■ **DATA FOR THIS EXERCISE**
+++++
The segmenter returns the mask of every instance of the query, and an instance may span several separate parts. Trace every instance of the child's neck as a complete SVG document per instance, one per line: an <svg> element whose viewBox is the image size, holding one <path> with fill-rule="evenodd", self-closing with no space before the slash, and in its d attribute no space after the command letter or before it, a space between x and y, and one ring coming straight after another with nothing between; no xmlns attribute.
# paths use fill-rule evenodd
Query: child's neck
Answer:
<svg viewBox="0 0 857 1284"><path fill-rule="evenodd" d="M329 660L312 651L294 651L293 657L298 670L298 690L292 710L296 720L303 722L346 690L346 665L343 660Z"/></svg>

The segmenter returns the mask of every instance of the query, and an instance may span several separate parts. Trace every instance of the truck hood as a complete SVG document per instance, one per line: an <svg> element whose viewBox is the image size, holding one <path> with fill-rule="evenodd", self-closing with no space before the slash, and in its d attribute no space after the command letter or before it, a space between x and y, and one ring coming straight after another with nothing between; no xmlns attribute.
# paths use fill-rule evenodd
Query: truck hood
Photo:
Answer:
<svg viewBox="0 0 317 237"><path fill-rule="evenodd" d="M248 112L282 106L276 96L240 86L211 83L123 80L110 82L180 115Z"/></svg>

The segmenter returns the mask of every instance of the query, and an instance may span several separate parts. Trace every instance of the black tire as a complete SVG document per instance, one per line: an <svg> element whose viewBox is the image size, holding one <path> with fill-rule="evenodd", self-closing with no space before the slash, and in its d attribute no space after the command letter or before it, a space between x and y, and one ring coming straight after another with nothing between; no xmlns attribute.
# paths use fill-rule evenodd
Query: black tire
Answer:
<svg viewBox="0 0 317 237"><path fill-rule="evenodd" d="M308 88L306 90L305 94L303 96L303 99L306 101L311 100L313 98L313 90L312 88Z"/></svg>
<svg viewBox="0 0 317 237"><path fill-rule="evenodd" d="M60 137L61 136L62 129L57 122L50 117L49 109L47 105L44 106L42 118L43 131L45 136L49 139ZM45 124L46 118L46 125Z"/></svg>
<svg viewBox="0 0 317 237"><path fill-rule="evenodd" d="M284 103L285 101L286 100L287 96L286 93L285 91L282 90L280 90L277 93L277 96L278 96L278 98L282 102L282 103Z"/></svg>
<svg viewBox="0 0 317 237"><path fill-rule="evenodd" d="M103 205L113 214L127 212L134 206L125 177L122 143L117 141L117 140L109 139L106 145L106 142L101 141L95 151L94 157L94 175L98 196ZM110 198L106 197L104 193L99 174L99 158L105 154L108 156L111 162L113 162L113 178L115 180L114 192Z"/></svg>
+++++
■ **REQUIREMENT**
Convert the listing above into a two-column CSV headed input and output. Give one row for each text and the answer after it. Put the text in input and the answer in output, quote every field, and replace line breaks with spaces.

■ **THE REPLY**
input,output
"The segmenter returns the mask of every instance of the query, and an instance may span several separate parts. Trace every instance of the child's neck as a complete SVG document per instance, one per line: an <svg> element whose viewBox is the image size, holding one <path> with fill-rule=""evenodd"", self-closing with no space before the slash, and in its d attribute no space after the command letter or before it, a space between x and y, and one ring coming straight after another with nothing between; no xmlns attribute. # paths use fill-rule evenodd Query: child's neck Answer:","<svg viewBox=""0 0 857 1284""><path fill-rule=""evenodd"" d=""M329 660L312 651L294 651L293 657L298 670L298 690L292 710L296 720L303 722L346 690L346 665L343 660Z""/></svg>"
"The segmenter returns the mask of every instance of the query, and an instance may span several separate parts. Trace every instance of the truck hood as a complete SVG document per instance, one per line: an <svg> element whose viewBox is the image size, holding one <path> with fill-rule=""evenodd"", self-closing with no space before the slash, and in its d attribute no space after the command letter or before it, a space between x and y, and one ring coming straight after another with nothing between; no xmlns attribute. # paths use fill-rule evenodd Query: truck hood Photo: Answer:","<svg viewBox=""0 0 317 237""><path fill-rule=""evenodd"" d=""M248 112L282 106L276 96L240 86L211 83L123 80L110 82L180 115Z""/></svg>"
"The segmenter returns the mask of every instance of the query, and an instance may span several separate parts. Trace every instance of the black tire as a complete SVG document per instance, one per line: an <svg> element whose viewBox is the image size, holding one <path> with fill-rule=""evenodd"", self-closing with no space before the slash, and in its d attribute no space after the command letter or before it, a space between x and y, and one ring coming straight after another with nothing between; no xmlns attribute. # paths use fill-rule evenodd Query: black tire Answer:","<svg viewBox=""0 0 317 237""><path fill-rule=""evenodd"" d=""M308 88L306 90L305 94L303 96L303 99L306 101L311 100L313 98L313 90L312 88Z""/></svg> <svg viewBox=""0 0 317 237""><path fill-rule=""evenodd"" d=""M60 137L61 136L62 129L57 122L50 117L49 109L47 105L44 106L42 118L43 131L45 136L49 139ZM45 124L46 118L46 125Z""/></svg> <svg viewBox=""0 0 317 237""><path fill-rule=""evenodd"" d=""M284 103L285 101L286 100L287 96L286 93L285 91L282 90L280 90L277 93L277 96L278 96L278 98L282 102L282 103Z""/></svg> <svg viewBox=""0 0 317 237""><path fill-rule=""evenodd"" d=""M103 205L113 214L127 212L134 206L125 177L122 143L117 141L117 140L109 139L106 145L106 142L101 141L95 151L94 157L94 175L98 196ZM110 198L106 197L104 193L99 174L99 158L105 154L108 156L111 162L113 162L113 178L115 180L114 192Z""/></svg>"